The city came out with an announcement on Tuesday about the release of the Scott report. In announcing the appointment of Michael Gennaco as interim auditor (a good hire that normally we would focus on), the city announced he would audit the report and it would take about 30 days for him to complete.
That’s reasonable. The problem is this: “The internal affairs investigation and report is a confidential personnel complaint report that cannot be released to the public under California law…”
The explanation given by Harriet Steiner was legally correct, but limited. It was also clear as mud, triggering anger and frustration among many.
This was all very predictable. In the days and weeks following the Picnic Day incident that occurred April 22, 2017, community members and activists pushed for there to be an independent investigation. There was a clear expectation of the need to be able to release the findings to the community. In order words, the public was not going to be satisfied that independent eyes were looking at the report, they wanted to be able to read and evaluate the conclusions of the investigator.
There were immediate missteps in this rollout. The city’s first choice was a bad one – former Sacramento Sheriff John McGuinness. When the Vanguard reported on his talk radio comments about blacks being better off before the 1964 Civil Rights Act, the council recoiled and Mr. McGuinness quickly stepped aside.
The decision to hire former Bush-era US Attorney McGregor Scott was more muted, although his recent appointment by President Trump to re-occupy that post raises some red flags that did not exist in June 2017.
Our concern at the time that he was hired was what the plan was to release the report. The question we asked at that time is what plan was there for releasing the report. Well, the answer we got was vague, and that there would be some sort of public release.
In December we asked City Manager Mike Webb, who was hired by the council with this investigation wrapping up, when the city planned to release the Scott report. The answer he gave was the first week of January. I asked if there was a possibility of further delay, and he responded that he did not foresee this.
--------------------------------------------------
**Complete the following:**
A. According to the Scott report piece, how long was the audit of the report expected to take?
B. In the Scott report piece, replace "red flags" with "concerns" in the section between "The decision to" and "of public release.", inclusive, and write out that section.

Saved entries
--------------------------------------------------
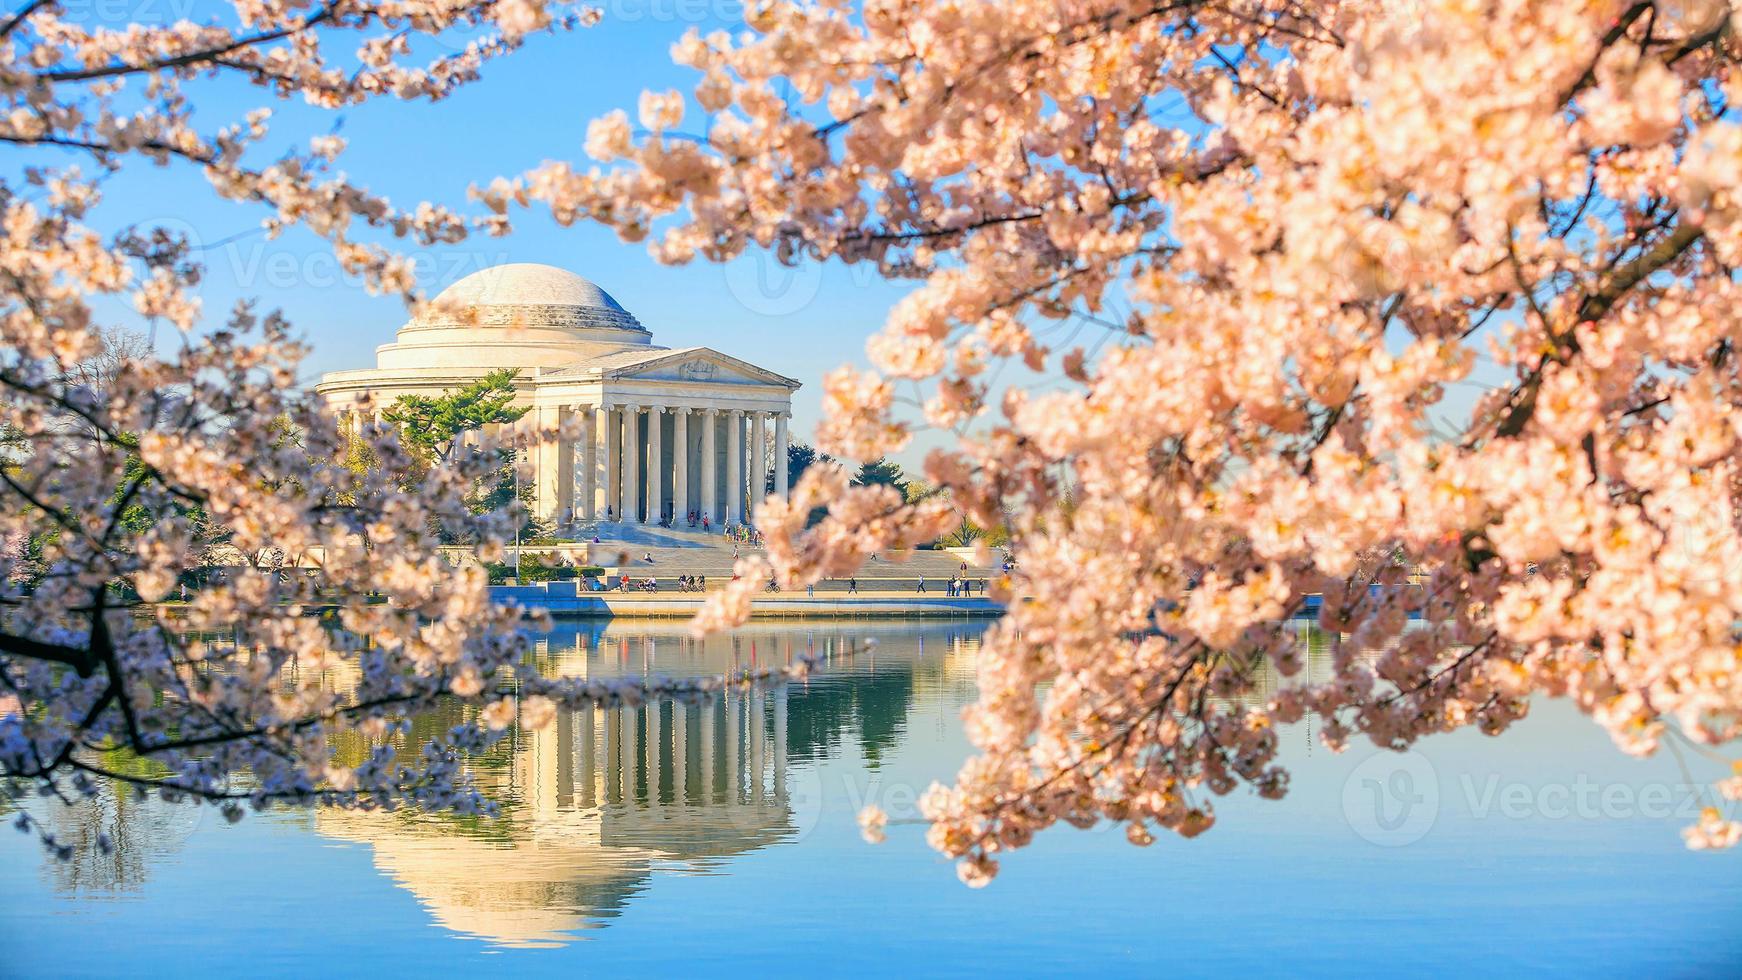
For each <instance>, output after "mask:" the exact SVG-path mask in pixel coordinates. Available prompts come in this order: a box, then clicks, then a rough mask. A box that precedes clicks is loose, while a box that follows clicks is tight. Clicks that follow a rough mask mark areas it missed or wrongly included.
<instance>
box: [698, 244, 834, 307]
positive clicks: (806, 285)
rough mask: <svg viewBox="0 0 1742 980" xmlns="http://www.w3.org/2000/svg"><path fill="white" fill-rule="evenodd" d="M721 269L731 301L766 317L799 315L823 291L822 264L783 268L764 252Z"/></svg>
mask: <svg viewBox="0 0 1742 980" xmlns="http://www.w3.org/2000/svg"><path fill="white" fill-rule="evenodd" d="M719 268H721V275H723V277H725V279H726V291H728V292H732V298H733V299H737V301H739V305H742V306H744V308H746V310H749V312H751V313H758V315H763V317H786V315H789V313H796V312H800V310H803V308H805V306H810V303H812V301H814V299H815V298H817V292H820V291H822V265H820V263H814V261H801V263H800V265H782V263H780V261H779V259H775V258H773V256H772V254H768V252H766V251H761V249H753V251H747V252H746V254H742V256H739V258H737V259H735V261H730V263H726V265H723V266H719Z"/></svg>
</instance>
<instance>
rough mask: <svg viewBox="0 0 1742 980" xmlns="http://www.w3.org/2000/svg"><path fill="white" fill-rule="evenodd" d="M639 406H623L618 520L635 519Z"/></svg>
mask: <svg viewBox="0 0 1742 980" xmlns="http://www.w3.org/2000/svg"><path fill="white" fill-rule="evenodd" d="M639 414H641V406H624V453H622V460H624V498H622V500H620V501H618V503H617V510H618V520H627V522H631V524H632V522H634V520H636V468H638V467H639V460H641V440H639V439H636V425H638V423H636V416H639Z"/></svg>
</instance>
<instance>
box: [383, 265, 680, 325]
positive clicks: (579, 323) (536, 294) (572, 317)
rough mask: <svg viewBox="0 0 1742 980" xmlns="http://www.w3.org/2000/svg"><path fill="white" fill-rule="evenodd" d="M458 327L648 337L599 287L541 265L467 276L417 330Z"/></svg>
mask: <svg viewBox="0 0 1742 980" xmlns="http://www.w3.org/2000/svg"><path fill="white" fill-rule="evenodd" d="M456 322H476V324H477V326H486V327H490V326H505V324H512V326H521V327H559V329H584V331H596V329H617V331H639V332H646V327H643V326H641V322H639V320H636V317H634V315H632V313H631V312H629V310H624V306H622V303H618V301H617V299H613V298H611V294H610V292H606V291H603V289H599V287H598V285H596V284H594V282H591V280H587V279H584V277H580V275H575V273H571V272H568V270H564V268H556V266H549V265H540V263H505V265H498V266H491V268H484V270H479V272H474V273H472V275H467V277H465V279H462V280H460V282H455V284H453V285H449V287H448V289H442V291H441V292H439V294H437V296H436V303H434V305H432V312H430V313H425V317H422V319H420V322H418V324H416V326H420V327H441V326H448V324H456Z"/></svg>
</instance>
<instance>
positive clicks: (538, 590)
mask: <svg viewBox="0 0 1742 980" xmlns="http://www.w3.org/2000/svg"><path fill="white" fill-rule="evenodd" d="M490 599H491V601H493V602H519V604H521V606H526V607H528V609H544V611H547V613H549V614H550V616H552V618H557V620H570V618H573V620H592V618H690V616H695V613H697V611H699V609H700V607H702V601H704V599H706V595H704V594H700V592H578V590H577V588H575V585H573V583H561V581H552V583H538V585H491V587H490ZM1003 611H1005V607H1003V604H1000V602H995V601H991V599H989V597H986V595H960V597H949V595H944V594H942V592H937V594H930V592H927V594H913V592H859V594H840V592H834V594H819V595H805V594H801V592H798V594H780V592H768V594H765V595H758V597H756V599H754V601H753V602H751V618H753V620H770V618H784V620H855V618H859V620H906V618H995V616H1002V614H1003Z"/></svg>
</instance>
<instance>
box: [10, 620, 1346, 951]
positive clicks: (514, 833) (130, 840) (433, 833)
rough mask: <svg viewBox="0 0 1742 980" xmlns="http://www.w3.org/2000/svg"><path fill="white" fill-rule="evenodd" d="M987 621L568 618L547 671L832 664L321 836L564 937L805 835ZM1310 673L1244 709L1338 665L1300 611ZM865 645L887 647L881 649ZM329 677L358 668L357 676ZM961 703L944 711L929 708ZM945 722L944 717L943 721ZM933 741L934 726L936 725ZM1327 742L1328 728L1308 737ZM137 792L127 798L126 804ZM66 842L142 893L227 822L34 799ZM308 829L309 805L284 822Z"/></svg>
mask: <svg viewBox="0 0 1742 980" xmlns="http://www.w3.org/2000/svg"><path fill="white" fill-rule="evenodd" d="M982 628H984V623H976V621H953V623H951V621H939V623H845V625H836V623H822V625H754V627H751V628H747V630H740V632H737V634H730V635H721V637H709V639H707V641H693V639H690V637H688V635H686V634H685V625H683V623H681V621H672V623H646V621H643V623H611V625H603V623H592V625H573V623H564V625H561V627H559V628H557V630H554V632H550V634H547V635H544V637H540V639H538V642H537V648H535V651H533V654H531V656H535V658H537V663H538V667H540V670H545V672H549V674H559V675H570V677H589V675H624V674H639V675H655V674H665V675H672V677H683V675H702V674H719V672H725V670H732V668H735V667H749V665H770V663H787V661H791V660H793V658H794V656H798V654H801V653H807V651H819V653H822V656H824V668H822V670H820V672H817V674H815V675H814V677H812V679H810V681H808V682H805V684H793V686H787V688H784V689H773V691H753V693H732V695H726V696H721V698H719V700H716V701H712V703H711V705H674V703H669V701H662V703H655V705H643V707H638V708H580V710H573V712H559V714H557V717H556V719H554V721H552V724H549V726H545V728H544V729H540V731H519V729H512V731H510V733H509V736H507V738H503V742H502V743H498V745H496V747H495V748H493V750H491V752H488V754H484V755H481V757H476V759H472V761H470V762H469V768H470V771H472V775H474V778H476V780H477V782H479V785H481V787H483V789H484V790H486V792H488V794H490V797H491V799H496V801H498V802H500V806H502V815H500V818H495V820H490V818H458V816H453V815H429V813H420V811H411V809H401V811H392V813H388V811H348V809H321V811H317V813H315V815H314V816H312V823H314V829H315V830H317V832H319V834H322V836H326V837H331V839H340V841H348V842H357V844H364V846H368V848H369V849H371V855H373V862H375V865H376V867H378V869H380V870H381V874H383V876H387V877H388V879H392V881H394V883H395V884H397V886H401V888H404V889H408V891H409V893H411V895H415V896H416V900H418V902H420V903H422V905H423V907H425V909H427V910H429V914H430V917H432V919H434V923H437V924H439V926H442V928H448V930H451V931H455V933H458V935H463V936H472V938H479V940H486V942H491V943H498V945H559V943H566V942H573V940H575V938H578V936H584V935H585V933H587V931H589V930H594V928H599V926H604V924H606V923H610V919H613V917H615V916H620V914H624V910H625V909H627V907H629V905H631V902H632V900H634V898H636V896H638V895H639V893H643V891H645V889H646V888H648V884H650V883H652V881H653V877H655V876H657V874H721V872H725V870H726V867H728V863H730V860H732V858H733V856H735V855H744V853H749V851H756V849H761V848H766V846H770V844H779V842H786V841H794V839H796V837H800V836H803V834H805V832H808V830H810V829H812V825H814V822H815V820H817V818H819V816H820V806H822V799H820V797H822V785H820V780H819V776H817V764H819V762H820V761H824V759H836V757H843V755H847V757H850V759H852V757H857V759H862V761H864V766H866V768H868V769H873V771H874V769H878V768H880V764H881V761H883V759H885V757H888V755H890V754H892V752H894V748H895V747H897V745H899V743H901V742H902V740H906V738H909V735H916V733H911V731H909V719H913V717H915V715H916V714H918V710H920V708H927V707H949V708H955V707H960V705H963V703H967V701H970V700H972V698H974V693H976V689H974V670H976V661H977V651H979V635H981V630H982ZM1294 628H1298V630H1300V632H1301V639H1303V641H1305V644H1307V649H1305V656H1303V658H1305V668H1303V670H1301V672H1300V674H1298V675H1296V677H1293V679H1287V681H1284V679H1280V677H1279V675H1277V674H1275V670H1273V668H1270V667H1268V665H1265V667H1261V668H1259V672H1258V675H1256V677H1254V689H1252V691H1251V693H1249V695H1246V696H1242V698H1240V701H1246V703H1261V701H1263V700H1266V698H1268V696H1270V695H1272V693H1275V691H1277V688H1279V686H1284V684H1300V682H1308V681H1313V682H1317V681H1324V679H1326V677H1329V674H1331V660H1333V654H1331V642H1329V635H1326V634H1324V632H1322V630H1319V628H1317V627H1315V625H1308V623H1305V621H1298V623H1294ZM866 637H876V639H878V644H876V646H874V648H871V649H866V648H864V639H866ZM329 679H331V684H334V686H336V688H347V686H348V682H352V681H354V679H350V677H347V675H345V674H343V672H341V670H334V672H331V674H329ZM472 710H476V708H467V707H463V705H460V703H448V705H442V707H441V708H437V710H432V712H427V714H423V715H418V717H415V719H413V724H411V733H409V735H408V736H404V743H401V745H399V750H401V752H413V754H415V752H416V750H420V748H422V742H425V740H427V738H432V736H436V735H437V733H441V731H446V729H448V728H451V726H453V724H456V722H460V721H463V719H465V717H469V712H472ZM934 715H935V717H937V719H942V717H949V715H953V710H949V712H935V710H934V712H927V717H934ZM937 724H944V722H942V721H937ZM925 735H930V733H925ZM1308 736H1310V731H1308ZM368 750H369V745H366V743H362V742H361V740H357V736H355V735H354V733H350V735H347V736H343V738H341V740H340V742H338V743H334V752H336V755H338V757H340V761H345V762H357V761H361V759H362V757H364V754H366V752H368ZM122 797H125V799H122ZM33 809H35V811H37V813H38V816H45V818H49V820H51V825H52V827H54V830H56V834H57V837H64V839H68V841H73V839H82V841H92V839H94V836H96V834H98V832H103V834H106V836H108V837H110V839H111V841H113V844H115V848H113V851H111V853H108V855H101V851H98V849H94V848H82V849H80V851H78V853H80V855H82V856H80V858H78V860H75V862H71V863H64V865H63V863H59V862H44V867H45V869H47V872H45V874H47V876H49V877H51V881H52V883H54V886H56V888H57V889H59V891H66V893H85V895H101V893H127V891H132V889H138V888H139V886H143V883H145V881H146V879H148V876H150V872H152V869H153V867H155V865H159V863H164V862H174V860H178V851H179V849H181V846H183V844H185V842H186V839H188V837H190V836H193V834H207V832H211V834H223V832H226V830H225V829H223V827H221V823H223V822H221V820H216V818H213V820H207V818H206V816H207V815H209V813H211V808H188V806H185V804H164V802H160V801H155V799H146V801H134V799H132V797H131V795H127V794H120V795H117V794H113V792H108V789H105V792H101V794H99V795H98V797H96V799H92V801H82V802H80V804H78V806H75V808H59V806H52V808H44V806H33ZM273 820H282V822H286V823H289V825H305V823H307V822H308V820H310V816H307V815H303V813H287V815H279V816H273Z"/></svg>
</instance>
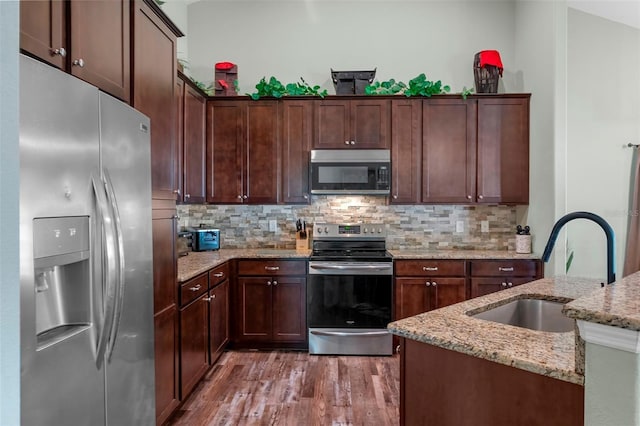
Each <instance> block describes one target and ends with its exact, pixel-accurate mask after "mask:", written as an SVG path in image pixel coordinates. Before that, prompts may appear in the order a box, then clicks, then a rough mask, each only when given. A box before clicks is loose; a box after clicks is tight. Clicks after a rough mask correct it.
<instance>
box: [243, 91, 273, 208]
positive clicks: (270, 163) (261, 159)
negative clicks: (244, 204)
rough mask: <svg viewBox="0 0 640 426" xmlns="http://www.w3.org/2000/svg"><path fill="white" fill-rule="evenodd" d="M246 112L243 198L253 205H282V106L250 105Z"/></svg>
mask: <svg viewBox="0 0 640 426" xmlns="http://www.w3.org/2000/svg"><path fill="white" fill-rule="evenodd" d="M246 108H247V111H246V129H245V137H246V146H245V147H244V149H243V170H244V172H245V173H244V176H243V179H244V185H243V186H244V188H245V189H244V192H243V196H242V198H243V201H244V202H249V203H252V204H275V203H277V201H278V146H279V145H278V103H277V102H276V101H260V102H248V103H247V104H246Z"/></svg>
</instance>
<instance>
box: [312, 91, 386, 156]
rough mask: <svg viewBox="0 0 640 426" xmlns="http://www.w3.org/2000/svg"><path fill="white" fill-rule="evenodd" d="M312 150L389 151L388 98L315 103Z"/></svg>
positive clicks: (336, 101)
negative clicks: (314, 126)
mask: <svg viewBox="0 0 640 426" xmlns="http://www.w3.org/2000/svg"><path fill="white" fill-rule="evenodd" d="M315 116H316V120H315V138H314V140H313V148H315V149H353V148H389V147H390V139H391V134H390V130H389V129H390V117H391V101H390V100H389V99H325V100H320V101H315Z"/></svg>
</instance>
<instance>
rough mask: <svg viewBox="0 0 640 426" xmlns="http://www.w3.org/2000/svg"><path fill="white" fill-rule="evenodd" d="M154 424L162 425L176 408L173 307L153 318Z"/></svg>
mask: <svg viewBox="0 0 640 426" xmlns="http://www.w3.org/2000/svg"><path fill="white" fill-rule="evenodd" d="M154 323H155V330H154V345H155V351H154V352H155V359H154V361H155V367H156V375H155V376H156V377H155V379H156V424H159V425H161V424H163V423H164V422H165V421H166V420H167V418H169V416H170V415H171V413H172V412H173V410H174V409H175V408H176V407H177V406H178V403H179V401H180V398H179V387H178V368H179V365H178V344H177V341H178V310H177V308H176V306H175V305H172V306H171V307H169V308H167V309H165V310H164V311H162V312H159V313H157V314H156V315H155V317H154Z"/></svg>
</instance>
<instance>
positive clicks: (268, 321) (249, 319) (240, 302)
mask: <svg viewBox="0 0 640 426" xmlns="http://www.w3.org/2000/svg"><path fill="white" fill-rule="evenodd" d="M271 287H272V279H271V278H270V277H241V278H238V295H237V296H238V300H237V303H238V304H237V305H236V307H235V311H236V336H235V337H236V339H237V340H238V341H258V342H261V341H269V340H271V329H272V319H271V306H272V303H271Z"/></svg>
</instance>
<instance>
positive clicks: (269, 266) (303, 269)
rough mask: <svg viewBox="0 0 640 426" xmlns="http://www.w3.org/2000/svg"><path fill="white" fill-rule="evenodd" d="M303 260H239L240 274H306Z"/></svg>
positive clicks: (263, 274)
mask: <svg viewBox="0 0 640 426" xmlns="http://www.w3.org/2000/svg"><path fill="white" fill-rule="evenodd" d="M306 273H307V268H306V262H305V261H302V260H239V261H238V275H259V276H264V275H305V274H306Z"/></svg>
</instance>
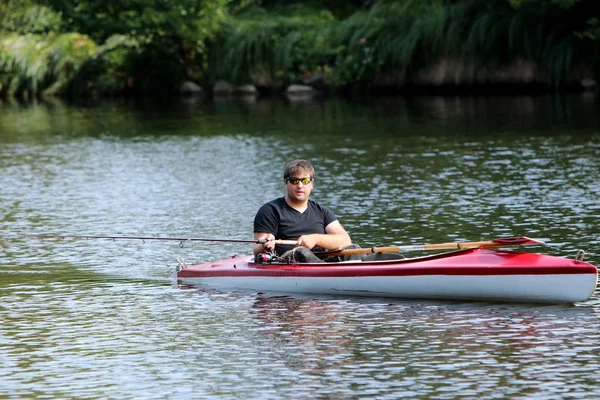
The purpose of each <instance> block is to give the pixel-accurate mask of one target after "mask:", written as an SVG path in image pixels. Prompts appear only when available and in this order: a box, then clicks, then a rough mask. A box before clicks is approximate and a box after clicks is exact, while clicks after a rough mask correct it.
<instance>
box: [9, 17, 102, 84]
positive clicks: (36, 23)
mask: <svg viewBox="0 0 600 400" xmlns="http://www.w3.org/2000/svg"><path fill="white" fill-rule="evenodd" d="M15 11H16V12H14V13H12V14H10V15H9V16H8V17H7V18H6V25H5V28H7V27H8V28H10V27H13V28H12V29H14V32H9V33H5V34H4V35H3V36H2V37H0V86H1V88H0V90H1V91H3V92H6V93H7V94H19V93H28V94H37V93H41V92H44V93H48V94H53V93H60V92H62V91H64V90H65V88H66V86H67V84H68V82H69V81H70V79H71V78H72V77H73V76H74V75H75V73H76V72H77V71H78V69H79V67H80V66H81V65H82V64H83V63H84V62H85V60H87V59H88V58H89V57H90V56H91V55H92V54H94V52H95V50H96V44H95V43H94V42H93V41H92V40H91V39H90V38H89V37H87V36H86V35H81V34H79V33H59V32H57V31H54V30H52V29H53V27H60V25H61V18H60V14H57V13H55V12H53V11H52V10H50V9H48V8H45V7H39V6H33V7H31V8H27V9H15ZM5 15H7V14H5ZM27 31H30V32H28V33H23V32H27Z"/></svg>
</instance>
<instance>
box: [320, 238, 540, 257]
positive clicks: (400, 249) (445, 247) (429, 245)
mask: <svg viewBox="0 0 600 400" xmlns="http://www.w3.org/2000/svg"><path fill="white" fill-rule="evenodd" d="M540 244H544V242H542V241H541V240H537V239H530V238H528V237H525V236H523V237H515V238H499V239H493V240H488V241H483V242H454V243H433V244H418V245H407V246H386V247H371V248H368V249H346V250H332V251H324V252H319V253H315V255H318V256H326V257H327V256H344V255H354V254H371V253H401V252H407V251H427V250H445V249H472V248H476V247H505V246H533V245H540Z"/></svg>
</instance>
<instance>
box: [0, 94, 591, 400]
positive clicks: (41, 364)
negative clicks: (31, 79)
mask: <svg viewBox="0 0 600 400" xmlns="http://www.w3.org/2000/svg"><path fill="white" fill-rule="evenodd" d="M599 108H600V105H599V100H598V99H597V98H595V97H593V96H587V97H585V96H576V97H560V98H558V97H557V98H553V97H492V98H490V97H477V98H467V97H456V98H435V97H423V98H410V99H407V98H383V99H372V100H368V101H342V100H333V99H330V100H327V101H318V102H317V101H314V102H291V103H290V102H284V101H281V100H261V101H254V100H253V101H246V100H215V101H193V100H180V99H162V100H153V101H150V100H146V101H139V100H138V101H131V102H126V101H104V102H96V103H89V104H67V103H64V102H61V101H37V102H33V103H16V102H10V101H5V102H4V103H2V104H0V210H1V211H0V234H1V235H3V236H6V235H11V236H12V235H20V234H30V233H33V234H48V233H49V234H61V235H90V234H96V235H156V236H171V237H173V236H177V237H179V236H183V237H207V238H234V239H246V238H251V237H252V219H253V217H254V213H255V211H256V210H257V209H258V207H259V206H260V205H261V204H263V203H264V202H266V201H268V200H271V199H273V198H274V197H277V196H280V195H281V194H282V193H283V185H282V182H281V173H282V168H283V165H284V164H285V162H287V161H289V160H290V159H293V158H306V159H309V160H311V161H312V162H313V163H314V165H315V167H316V169H317V175H316V183H315V190H314V191H313V198H314V199H315V200H317V201H320V202H323V203H324V204H327V205H328V206H330V208H332V209H333V210H334V211H335V212H336V214H337V215H338V217H339V218H340V220H341V222H342V224H343V225H344V226H345V227H346V229H347V230H348V231H349V232H350V233H351V235H352V237H353V240H354V242H356V243H359V244H361V245H363V246H372V245H392V244H411V243H414V244H416V243H423V242H432V243H434V242H446V241H455V240H480V239H483V240H487V239H493V238H495V237H501V236H521V235H526V236H530V237H534V238H538V239H542V240H545V241H546V242H547V244H546V245H545V246H543V247H539V248H535V249H533V250H534V251H539V252H543V253H547V254H553V255H560V256H567V257H574V256H575V253H576V251H577V250H578V249H583V250H585V251H586V260H588V261H591V262H593V263H594V264H600V239H599V237H600V229H599V227H598V215H599V214H600V179H599V176H600V117H599V115H600V113H599V112H598V111H599ZM0 245H1V246H0V299H1V300H0V301H1V302H0V323H1V325H0V343H2V346H0V397H3V398H4V397H5V398H11V397H12V398H38V397H52V398H57V397H61V398H136V399H137V398H182V399H187V398H274V399H275V398H284V397H285V398H306V399H312V398H390V399H391V398H402V397H406V398H415V397H422V398H423V397H429V398H456V397H461V398H486V397H494V396H496V397H503V398H508V397H521V398H523V397H530V396H540V397H543V398H581V397H586V396H587V397H594V396H597V395H600V384H598V383H597V382H596V378H595V377H596V373H597V371H598V370H599V368H600V356H599V354H600V346H599V345H598V343H600V334H599V332H600V321H599V319H598V314H599V312H600V302H599V300H598V297H597V294H594V295H593V296H592V298H591V299H590V300H588V301H586V302H583V303H579V304H577V305H575V306H540V305H526V304H525V305H514V304H513V305H511V304H487V303H456V302H427V301H402V300H397V301H391V302H390V300H389V299H387V300H383V299H381V300H378V299H360V298H329V297H322V298H315V297H310V296H307V297H306V298H304V297H272V296H271V297H270V296H268V295H257V294H254V293H233V294H232V293H216V292H205V291H200V290H198V289H194V288H191V289H187V288H181V287H178V286H177V285H175V284H174V283H173V281H172V279H171V277H172V272H173V268H174V266H175V264H176V259H177V257H183V259H185V260H186V261H187V262H195V261H207V260H215V259H219V258H224V257H228V256H230V255H232V254H244V253H247V252H249V251H250V247H249V246H248V245H245V244H218V243H196V244H194V245H193V246H190V245H186V246H185V247H184V248H180V247H179V246H178V244H177V243H172V242H146V243H142V242H140V241H116V242H113V241H110V240H85V241H81V240H75V241H68V240H32V239H28V240H15V239H7V238H3V239H0Z"/></svg>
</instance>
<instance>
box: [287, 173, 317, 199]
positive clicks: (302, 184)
--------------------------------------------------
**Responses in order:**
A. About 30 days.

B.
The decision to hire former Bush-era US Attorney McGregor Scott was more muted, although his recent appointment by President Trump to re-occupy that post raises some concerns that did not exist in June 2017.
Our concern at the time that he was hired was what the plan was to release the report. The question we asked at that time is what plan was there for releasing the report. Well, the answer we got was vague, and that there would be some sort of public release.